● **Document passage**
Content starts
HNB Assurance enters 2026 with renewed purpose and clear ambition as it moves into a defining phase of its 10 in 5 strategic journey. With the final leg toward achieving a 10% life insurance market share by 2026 now in focus, the company is gearing up for a year of transformation, innovation, and accelerated growth.

Closing 2025 on a strong note, HNB Assurance delivered outstanding results, continuously achieving growth above the industry average while strengthening its people, partnerships and brand. Industry awards, other achievements, and continued customer trust reflect the company’s strong performance and ongoing commitment to providing meaningful protection solutions for all Sri Lankans.

Commenting on the year ahead, Lasitha Wimalarathne, Executive Director / Chief Executive Officer of HNB Assurance, stated, “Guided by our 2026 theme, ‘Reimagine. Reinvent. Redefine.’, we are setting our sights beyond convention. Our aim is to reimagine what is possible for the life insurance industry, for our customers, and for the communities we serve, while laying a strong foundation for the next 25 years as a trusted life insurance partner in Sri Lanka. This year, we also celebrate 25 years of HNB Assurance, a milestone that is special in itself and a testament to the trust and support of our customers, partners and people. For us, success is not defined solely by financial performance. It is measured by the trust we earn, the promises we honor, the lives we protect, and the positive impact we create for all our stakeholders. Our ambition is clear, to be a top-tier life insurance company that sets benchmarks in customer experience, professionalism and people development.”

For HNB Assurance looking back at a year of progress and recognition, the collective efforts of the team have created a strong momentum for the year ahead.

“The progress we have made gives us strong confidence as we enter the final phase of our 10 in 5 journey. Being recognized as the Best Life Insurance Company at the Global Brand Awards 2025, receiving the National-level Silver Award for Local Market Reach and the Insurance Sector Gold Award at the National Business Excellence Awards, and being named Best Life Bancassurance Provider in Sri Lanka for the fifth consecutive year by the Global Banking and Finance Review, UK, reflect the consistency of our performance, the strength of our strategy, along with the passion, and commitment of our people.”
Content ends
● **Exercises**
1) Answer these questions from the HNB Assurance article:
(a) What life insurance market share does HNB Assurance aim to reach by 2026?
(b) What is the company's theme for 2026?
(c) For how many consecutive years has the Global Banking and Finance Review, UK, named the company Best Life Bancassurance Provider in Sri Lanka?
2) Retype the HNB Assurance article starting at "HNB Assurance enters" and ending at "and accelerated growth.".

● **Given information**
Content starts
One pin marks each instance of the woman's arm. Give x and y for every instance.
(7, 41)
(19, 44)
Content ends
● **Solutions in order**
1)
(a) 10%
(b) "Reimagine. Reinvent. Redefine."
(c) Five years

2)
HNB Assurance enters 2026 with renewed purpose and clear ambition as it moves into a defining phase of its 10 in 5 strategic journey. With the final leg toward achieving a 10% life insurance market share by 2026 now in focus, the company is gearing up for a year of transformation, innovation, and accelerated growth.